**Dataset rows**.
******
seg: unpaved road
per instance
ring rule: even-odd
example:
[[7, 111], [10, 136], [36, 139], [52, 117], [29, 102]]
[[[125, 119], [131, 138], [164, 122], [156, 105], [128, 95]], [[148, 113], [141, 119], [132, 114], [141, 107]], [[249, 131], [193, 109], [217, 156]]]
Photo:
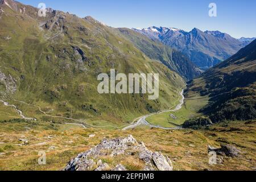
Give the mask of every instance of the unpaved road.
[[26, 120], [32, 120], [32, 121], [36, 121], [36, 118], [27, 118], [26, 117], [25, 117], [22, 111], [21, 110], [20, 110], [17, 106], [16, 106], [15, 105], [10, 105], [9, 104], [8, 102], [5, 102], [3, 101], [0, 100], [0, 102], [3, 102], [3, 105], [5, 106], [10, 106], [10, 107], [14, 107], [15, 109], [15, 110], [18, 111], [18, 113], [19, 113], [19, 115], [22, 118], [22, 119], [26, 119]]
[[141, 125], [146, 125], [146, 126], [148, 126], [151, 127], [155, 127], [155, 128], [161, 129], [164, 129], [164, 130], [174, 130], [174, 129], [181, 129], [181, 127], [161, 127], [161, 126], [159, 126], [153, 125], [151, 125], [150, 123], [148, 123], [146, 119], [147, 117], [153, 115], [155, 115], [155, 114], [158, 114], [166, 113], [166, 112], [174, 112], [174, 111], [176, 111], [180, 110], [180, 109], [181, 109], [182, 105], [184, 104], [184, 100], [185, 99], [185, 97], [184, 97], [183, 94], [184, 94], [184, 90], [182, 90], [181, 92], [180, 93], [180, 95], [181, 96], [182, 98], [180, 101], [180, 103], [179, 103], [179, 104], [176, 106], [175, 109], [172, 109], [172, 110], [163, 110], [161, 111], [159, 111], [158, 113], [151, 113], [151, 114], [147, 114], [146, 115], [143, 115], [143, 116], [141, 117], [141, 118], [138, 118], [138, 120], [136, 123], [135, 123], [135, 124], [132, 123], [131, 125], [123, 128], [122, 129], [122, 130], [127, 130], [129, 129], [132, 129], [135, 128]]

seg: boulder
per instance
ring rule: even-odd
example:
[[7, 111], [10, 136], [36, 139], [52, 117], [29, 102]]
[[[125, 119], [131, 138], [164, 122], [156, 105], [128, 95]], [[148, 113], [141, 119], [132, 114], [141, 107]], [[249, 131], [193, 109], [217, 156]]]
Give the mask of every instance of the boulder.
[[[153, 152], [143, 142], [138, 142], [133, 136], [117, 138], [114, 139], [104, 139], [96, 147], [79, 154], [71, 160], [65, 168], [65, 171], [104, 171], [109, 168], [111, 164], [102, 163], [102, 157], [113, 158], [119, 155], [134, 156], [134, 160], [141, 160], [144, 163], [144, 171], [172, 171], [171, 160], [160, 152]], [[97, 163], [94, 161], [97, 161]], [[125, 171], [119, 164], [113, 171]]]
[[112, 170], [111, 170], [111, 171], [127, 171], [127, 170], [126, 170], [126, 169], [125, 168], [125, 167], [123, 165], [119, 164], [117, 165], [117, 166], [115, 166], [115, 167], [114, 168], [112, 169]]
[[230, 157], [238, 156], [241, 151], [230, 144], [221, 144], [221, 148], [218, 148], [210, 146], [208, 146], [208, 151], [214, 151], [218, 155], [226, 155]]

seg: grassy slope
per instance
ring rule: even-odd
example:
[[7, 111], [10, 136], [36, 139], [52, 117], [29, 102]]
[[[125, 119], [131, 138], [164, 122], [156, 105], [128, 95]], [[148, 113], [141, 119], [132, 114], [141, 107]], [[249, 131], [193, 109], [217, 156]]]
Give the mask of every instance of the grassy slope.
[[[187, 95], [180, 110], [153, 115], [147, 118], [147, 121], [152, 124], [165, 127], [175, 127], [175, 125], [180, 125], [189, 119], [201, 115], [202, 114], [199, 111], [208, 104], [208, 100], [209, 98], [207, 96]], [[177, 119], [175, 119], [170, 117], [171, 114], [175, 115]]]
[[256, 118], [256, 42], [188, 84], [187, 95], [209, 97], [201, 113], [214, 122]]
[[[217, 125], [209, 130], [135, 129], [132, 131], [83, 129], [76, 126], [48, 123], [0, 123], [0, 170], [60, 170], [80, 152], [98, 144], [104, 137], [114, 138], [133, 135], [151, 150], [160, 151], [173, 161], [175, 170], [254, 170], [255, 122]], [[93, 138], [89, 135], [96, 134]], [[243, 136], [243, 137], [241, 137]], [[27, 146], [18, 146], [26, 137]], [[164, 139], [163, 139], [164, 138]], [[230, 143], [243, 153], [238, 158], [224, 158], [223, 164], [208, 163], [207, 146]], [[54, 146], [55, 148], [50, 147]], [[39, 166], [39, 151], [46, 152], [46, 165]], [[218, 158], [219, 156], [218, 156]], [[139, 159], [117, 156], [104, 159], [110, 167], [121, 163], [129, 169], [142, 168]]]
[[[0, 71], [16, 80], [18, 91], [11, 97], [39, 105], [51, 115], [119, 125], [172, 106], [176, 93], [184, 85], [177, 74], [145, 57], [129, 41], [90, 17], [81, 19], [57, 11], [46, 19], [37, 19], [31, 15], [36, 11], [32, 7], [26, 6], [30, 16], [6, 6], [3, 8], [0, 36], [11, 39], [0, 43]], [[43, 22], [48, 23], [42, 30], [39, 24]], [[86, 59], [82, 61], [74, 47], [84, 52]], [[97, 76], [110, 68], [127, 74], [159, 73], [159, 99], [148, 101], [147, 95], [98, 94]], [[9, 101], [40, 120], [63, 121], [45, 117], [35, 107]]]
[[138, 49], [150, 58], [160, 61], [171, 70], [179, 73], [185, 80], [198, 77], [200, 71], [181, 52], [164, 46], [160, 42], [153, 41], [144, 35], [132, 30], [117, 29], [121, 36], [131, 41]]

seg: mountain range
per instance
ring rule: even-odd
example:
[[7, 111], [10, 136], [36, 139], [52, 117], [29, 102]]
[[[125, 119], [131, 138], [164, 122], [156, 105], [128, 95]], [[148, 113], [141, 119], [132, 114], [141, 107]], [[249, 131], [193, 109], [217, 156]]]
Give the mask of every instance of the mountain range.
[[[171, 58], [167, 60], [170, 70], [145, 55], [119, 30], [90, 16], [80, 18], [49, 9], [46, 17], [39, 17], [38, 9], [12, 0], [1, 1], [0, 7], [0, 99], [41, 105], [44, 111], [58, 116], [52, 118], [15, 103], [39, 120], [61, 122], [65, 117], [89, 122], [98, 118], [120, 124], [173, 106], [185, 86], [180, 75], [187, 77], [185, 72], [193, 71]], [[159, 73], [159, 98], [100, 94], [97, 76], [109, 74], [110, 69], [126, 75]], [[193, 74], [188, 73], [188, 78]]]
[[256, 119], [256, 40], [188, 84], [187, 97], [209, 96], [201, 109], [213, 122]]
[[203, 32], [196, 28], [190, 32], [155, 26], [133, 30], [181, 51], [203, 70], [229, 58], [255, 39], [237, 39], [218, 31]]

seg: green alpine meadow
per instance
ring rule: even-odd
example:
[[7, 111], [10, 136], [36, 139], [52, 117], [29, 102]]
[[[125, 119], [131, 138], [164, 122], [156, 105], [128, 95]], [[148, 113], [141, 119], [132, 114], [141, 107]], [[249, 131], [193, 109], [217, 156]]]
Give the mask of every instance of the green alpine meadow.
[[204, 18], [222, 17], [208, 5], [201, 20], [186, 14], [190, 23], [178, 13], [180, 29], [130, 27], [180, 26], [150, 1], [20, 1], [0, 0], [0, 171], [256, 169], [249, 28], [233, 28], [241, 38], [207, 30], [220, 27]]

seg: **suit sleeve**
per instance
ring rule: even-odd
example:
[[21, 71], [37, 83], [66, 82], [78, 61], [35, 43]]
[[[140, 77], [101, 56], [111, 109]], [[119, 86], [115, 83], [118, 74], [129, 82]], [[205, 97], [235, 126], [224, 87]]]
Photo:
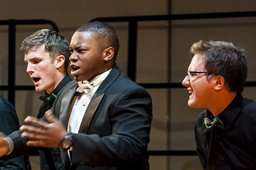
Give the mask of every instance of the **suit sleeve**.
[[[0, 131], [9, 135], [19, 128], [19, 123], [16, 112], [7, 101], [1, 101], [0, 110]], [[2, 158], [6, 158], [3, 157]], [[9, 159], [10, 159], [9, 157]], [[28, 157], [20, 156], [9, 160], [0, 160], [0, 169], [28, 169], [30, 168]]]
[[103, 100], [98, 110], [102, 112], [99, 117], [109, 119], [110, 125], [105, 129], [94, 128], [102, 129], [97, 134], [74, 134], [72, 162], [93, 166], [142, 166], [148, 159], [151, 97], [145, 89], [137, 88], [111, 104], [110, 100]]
******
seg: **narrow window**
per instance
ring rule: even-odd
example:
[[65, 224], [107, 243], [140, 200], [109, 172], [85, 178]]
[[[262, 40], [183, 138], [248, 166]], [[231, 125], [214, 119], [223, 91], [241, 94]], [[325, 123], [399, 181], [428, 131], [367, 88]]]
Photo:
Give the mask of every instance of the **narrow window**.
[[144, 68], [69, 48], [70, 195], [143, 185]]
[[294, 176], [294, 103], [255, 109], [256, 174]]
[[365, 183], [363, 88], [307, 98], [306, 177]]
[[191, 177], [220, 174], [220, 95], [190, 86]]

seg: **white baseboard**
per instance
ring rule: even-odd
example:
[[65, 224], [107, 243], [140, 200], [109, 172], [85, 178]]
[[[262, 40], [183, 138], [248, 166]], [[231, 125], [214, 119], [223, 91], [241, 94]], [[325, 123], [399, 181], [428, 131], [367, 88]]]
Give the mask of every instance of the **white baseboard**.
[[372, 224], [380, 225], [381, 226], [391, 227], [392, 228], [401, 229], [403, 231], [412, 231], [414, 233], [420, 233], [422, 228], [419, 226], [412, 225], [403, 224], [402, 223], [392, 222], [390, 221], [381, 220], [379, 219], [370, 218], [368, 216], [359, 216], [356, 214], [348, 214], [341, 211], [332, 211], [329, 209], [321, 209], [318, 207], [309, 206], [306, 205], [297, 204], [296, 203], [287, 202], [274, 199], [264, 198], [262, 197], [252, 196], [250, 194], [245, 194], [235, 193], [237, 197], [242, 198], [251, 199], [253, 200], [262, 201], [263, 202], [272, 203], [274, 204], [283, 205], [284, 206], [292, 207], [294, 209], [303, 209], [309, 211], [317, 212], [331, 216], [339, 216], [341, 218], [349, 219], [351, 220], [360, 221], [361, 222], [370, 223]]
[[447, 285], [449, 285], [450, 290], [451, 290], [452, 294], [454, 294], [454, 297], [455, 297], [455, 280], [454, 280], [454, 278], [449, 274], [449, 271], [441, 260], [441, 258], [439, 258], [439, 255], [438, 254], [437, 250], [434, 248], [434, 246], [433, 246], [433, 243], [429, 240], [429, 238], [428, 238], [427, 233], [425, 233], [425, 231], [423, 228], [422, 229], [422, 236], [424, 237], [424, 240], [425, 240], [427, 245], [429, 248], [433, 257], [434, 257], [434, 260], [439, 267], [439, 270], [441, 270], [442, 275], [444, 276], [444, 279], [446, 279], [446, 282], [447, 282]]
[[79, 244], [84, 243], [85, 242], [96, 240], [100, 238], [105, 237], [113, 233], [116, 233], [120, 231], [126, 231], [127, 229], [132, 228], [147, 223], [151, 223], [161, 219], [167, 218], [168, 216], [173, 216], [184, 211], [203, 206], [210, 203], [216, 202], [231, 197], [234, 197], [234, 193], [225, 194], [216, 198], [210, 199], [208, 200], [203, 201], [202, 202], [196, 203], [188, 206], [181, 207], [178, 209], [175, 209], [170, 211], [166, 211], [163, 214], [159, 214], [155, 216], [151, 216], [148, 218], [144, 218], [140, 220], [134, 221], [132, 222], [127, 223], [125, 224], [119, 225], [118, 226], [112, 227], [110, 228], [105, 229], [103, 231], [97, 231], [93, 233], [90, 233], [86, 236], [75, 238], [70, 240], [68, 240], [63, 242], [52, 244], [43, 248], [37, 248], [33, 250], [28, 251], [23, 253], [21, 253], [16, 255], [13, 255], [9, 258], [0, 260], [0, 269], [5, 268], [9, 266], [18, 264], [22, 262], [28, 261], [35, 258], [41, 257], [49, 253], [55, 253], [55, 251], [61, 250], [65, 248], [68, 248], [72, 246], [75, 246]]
******
**YOUR OBJECTIVE**.
Arrange the data from the line with "seg: boulder" to the line with "Give the mask of every instance of the boulder.", both included, as a JSON list of strings with one string per line and no blank lines.

**FINISHED ANSWER**.
[
  "seg: boulder",
  "per instance",
  "ring rule: even-odd",
  "example:",
  "[[7, 111], [10, 136], [36, 139], [52, 117], [29, 102]]",
  "[[[125, 119], [131, 138], [164, 122], [156, 105], [128, 95]], [[148, 113], [141, 119], [132, 114], [141, 107]], [[249, 131], [193, 109], [217, 156]]]",
  "Give the mask of every instance of the boulder."
]